* **原文节选**:
3.1 消化
3.1.1凯氏定氮法的误差,主要因消化操作的条件而产生,因此要格外注意。
3.1.2量取的样品倒入凯氏烧瓶时,不要将样品粘在瓶颈上,以免加入消化液后试样炭化粘在瓶颈上消化不彻底.消化过程中要逐渐升温,当低温加温至出现带有硫酸的白色气体后,才可升温使溶液沸腾,但应避免剧烈沸腾。
3.1.3消化过程中,消化液体积不可蒸至少于原来的三分之二,更不可蒸干,若硫酸损失过多,应酌量补加硫酸。若取样量较大,如干待测样超过5克,可按每克试样5毫升的比例增加硫酸用量。
3.1.4当样品消化液不易澄清透明时,可将凯氏烧瓶冷却,加入30%双氧水2-3毫升后再继续加热消化。但在消化后期不得加入,因此消化液中还原物质(如:碳)含量减少,氧化剂易造成氨进一步氧化为氮逸出,使测定结果偏低。
3.1.5消化液澄清后,必须继续加热沸腾三十分钟,以提高氮的回收率,若催化剂中有硒存在,加热时间过长也可能使氮素损失。一般情况下,纯牛奶需消化4.5小时即可。
3.2蒸馏
3.2.1.消化液加蒸馏水稀释后,应及时蒸馏,否则应保存消化液,临用时再加蒸馏水稀释.反应室加入碱液后,应立即盖塞并加水封,注意各接头处的密封情况,防止漏气。
3.2.2 甲基红-溴甲酚绿混合指示剂必须于临用前按比例混匀,其在碱性溶液中呈绿色,在中性溶液中呈灰色,在酸性溶液中呈红色。
3.2.3.蒸馏时,加入的氢氧化钠溶液除与硫酸铵作用外,还与消化液中的硫酸和硫酸铜作用.反应式:
2NaOH+H2SO4 ->Na2SO4+2H2O
2NaOH+CuSO4 ->Na2SO4+Cu(OH)2
Cu(OH)2 ->CuO +Cu(OH)2
若加入的氢氧化钠不够,则溶液呈蓝色,不生成褐色的氢氧化铜沉淀.所以,加入的氢氧化钠必须过量,并且动作还要迅速,以防止氨的流失。

* **数据**:
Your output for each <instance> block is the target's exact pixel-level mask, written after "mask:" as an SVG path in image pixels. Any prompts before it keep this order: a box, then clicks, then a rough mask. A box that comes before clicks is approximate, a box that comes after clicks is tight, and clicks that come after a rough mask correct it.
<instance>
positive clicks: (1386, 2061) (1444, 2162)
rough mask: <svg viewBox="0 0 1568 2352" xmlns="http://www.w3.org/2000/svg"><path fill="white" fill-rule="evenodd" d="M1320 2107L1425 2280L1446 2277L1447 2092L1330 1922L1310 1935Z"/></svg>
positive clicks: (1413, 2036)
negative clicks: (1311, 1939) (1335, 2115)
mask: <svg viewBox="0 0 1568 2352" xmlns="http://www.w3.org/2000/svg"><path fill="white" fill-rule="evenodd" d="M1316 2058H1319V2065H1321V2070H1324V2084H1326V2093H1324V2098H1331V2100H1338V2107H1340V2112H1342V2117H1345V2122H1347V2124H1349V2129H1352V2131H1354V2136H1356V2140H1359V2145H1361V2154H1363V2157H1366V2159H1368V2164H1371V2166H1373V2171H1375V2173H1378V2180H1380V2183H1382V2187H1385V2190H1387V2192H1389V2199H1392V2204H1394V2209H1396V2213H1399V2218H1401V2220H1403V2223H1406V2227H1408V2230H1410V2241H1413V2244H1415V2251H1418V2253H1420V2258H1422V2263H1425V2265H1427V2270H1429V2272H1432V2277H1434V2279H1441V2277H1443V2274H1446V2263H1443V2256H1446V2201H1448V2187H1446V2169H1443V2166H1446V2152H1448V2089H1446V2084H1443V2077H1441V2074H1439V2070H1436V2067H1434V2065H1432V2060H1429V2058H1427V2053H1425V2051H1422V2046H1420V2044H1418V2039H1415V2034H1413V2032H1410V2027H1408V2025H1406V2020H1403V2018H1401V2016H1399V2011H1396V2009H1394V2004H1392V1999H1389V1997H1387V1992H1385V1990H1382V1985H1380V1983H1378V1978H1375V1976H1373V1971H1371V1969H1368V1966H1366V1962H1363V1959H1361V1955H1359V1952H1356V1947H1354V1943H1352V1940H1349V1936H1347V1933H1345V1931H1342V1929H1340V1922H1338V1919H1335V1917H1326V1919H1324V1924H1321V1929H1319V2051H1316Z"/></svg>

* **要做什么**:
请从上面那段讲凯氏定氮法注意事项的文字的最后一句之后往下续写。

* **答案区**:
3.2.4.蒸气发生瓶内的水装至三分之二体积并且保持酸性(在蒸气发生瓶内的水中加入稀硫酸,使之呈酸性,内加甲基橙指示剂数滴,水应呈橙红色,如变黄时,应该补加酸),以防止在碱性条件水中游离氨蒸出,使结果偏大。
3.2.5.因蒸馏时反应至外层的气压大于反应室内的压力,而反应室的压力大于大气压力,故可将氨带出。所以,蒸馏时,蒸气要发生均匀,充足,蒸馏中不得停火断气,否则,会发生倒吸。停止蒸馏时,由于反应室外层的压力突然降低,可使液体倒吸入反应室外层,所以,操作时,应先将冷凝管下端提高液面并清洗管口,再蒸一分钟后关掉热源。蒸馏是否完全,可用精密PH试纸测冷凝管口的冷凝液来测定,中性则说明已蒸馏完全。
3.2.6 在盐酸标准溶液的配制时,必须将基准无水碳酸钠于270-300℃灼烧至恒重后称取所须用量,否则也会影响蛋白质测定结果的准确性。